**EXERCISE INSTRUCTIONS:**
Repeat all of the material below exactly as written, images excluded.

**DATA IN THIS EXERCISE:**

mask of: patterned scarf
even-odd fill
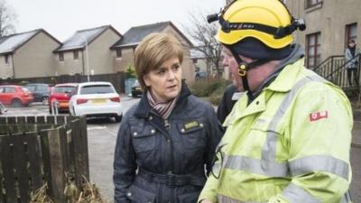
[[[171,115],[171,111],[174,108],[175,103],[178,100],[180,94],[168,102],[159,102],[155,97],[154,94],[152,92],[152,89],[147,91],[147,97],[149,101],[149,105],[163,118],[167,119],[168,116]]]

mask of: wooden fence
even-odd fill
[[[79,188],[83,176],[89,179],[85,117],[0,117],[0,203],[29,202],[45,183],[65,203],[68,180]]]

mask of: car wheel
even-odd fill
[[[121,122],[122,121],[122,117],[123,117],[123,115],[114,116],[114,118],[116,119],[116,123]]]
[[[42,105],[48,105],[49,104],[48,97],[42,97]]]
[[[14,98],[13,99],[13,101],[11,102],[11,106],[13,107],[23,107],[23,103],[20,99],[18,98]]]

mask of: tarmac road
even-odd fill
[[[139,98],[125,97],[124,112],[139,101]],[[29,107],[8,109],[5,115],[49,115],[48,107],[39,104]],[[0,115],[5,116],[5,115]],[[114,185],[112,181],[114,150],[119,124],[112,119],[97,118],[88,120],[90,180],[98,187],[101,195],[113,202]],[[355,112],[353,141],[351,147],[353,178],[350,188],[354,203],[361,203],[361,109]]]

**SOLUTION BELOW:**
mask of: patterned scarf
even-odd fill
[[[171,115],[171,111],[174,108],[175,103],[178,100],[180,94],[168,102],[159,102],[155,97],[154,94],[152,92],[152,89],[147,91],[147,97],[149,101],[149,105],[163,118],[167,119],[168,116]]]

mask of: wooden fence
even-odd fill
[[[79,188],[83,176],[89,179],[85,117],[0,117],[0,203],[29,202],[45,183],[65,203],[68,180]]]

mask of: car wheel
even-odd fill
[[[121,122],[122,121],[122,117],[123,117],[123,115],[114,116],[114,118],[116,119],[116,123]]]
[[[42,105],[48,105],[49,104],[48,97],[42,97]]]
[[[14,98],[13,99],[13,101],[11,102],[11,106],[13,107],[23,107],[23,103],[20,99],[18,98]]]

mask of: tarmac road
even-odd fill
[[[139,98],[125,97],[124,112],[139,101]],[[29,107],[8,109],[5,115],[49,115],[48,107],[39,104]],[[0,115],[5,116],[5,115]],[[114,185],[112,181],[114,150],[119,124],[112,119],[97,118],[88,120],[90,180],[98,187],[101,195],[113,202]],[[355,112],[353,141],[351,147],[353,178],[350,188],[354,203],[361,203],[361,109]]]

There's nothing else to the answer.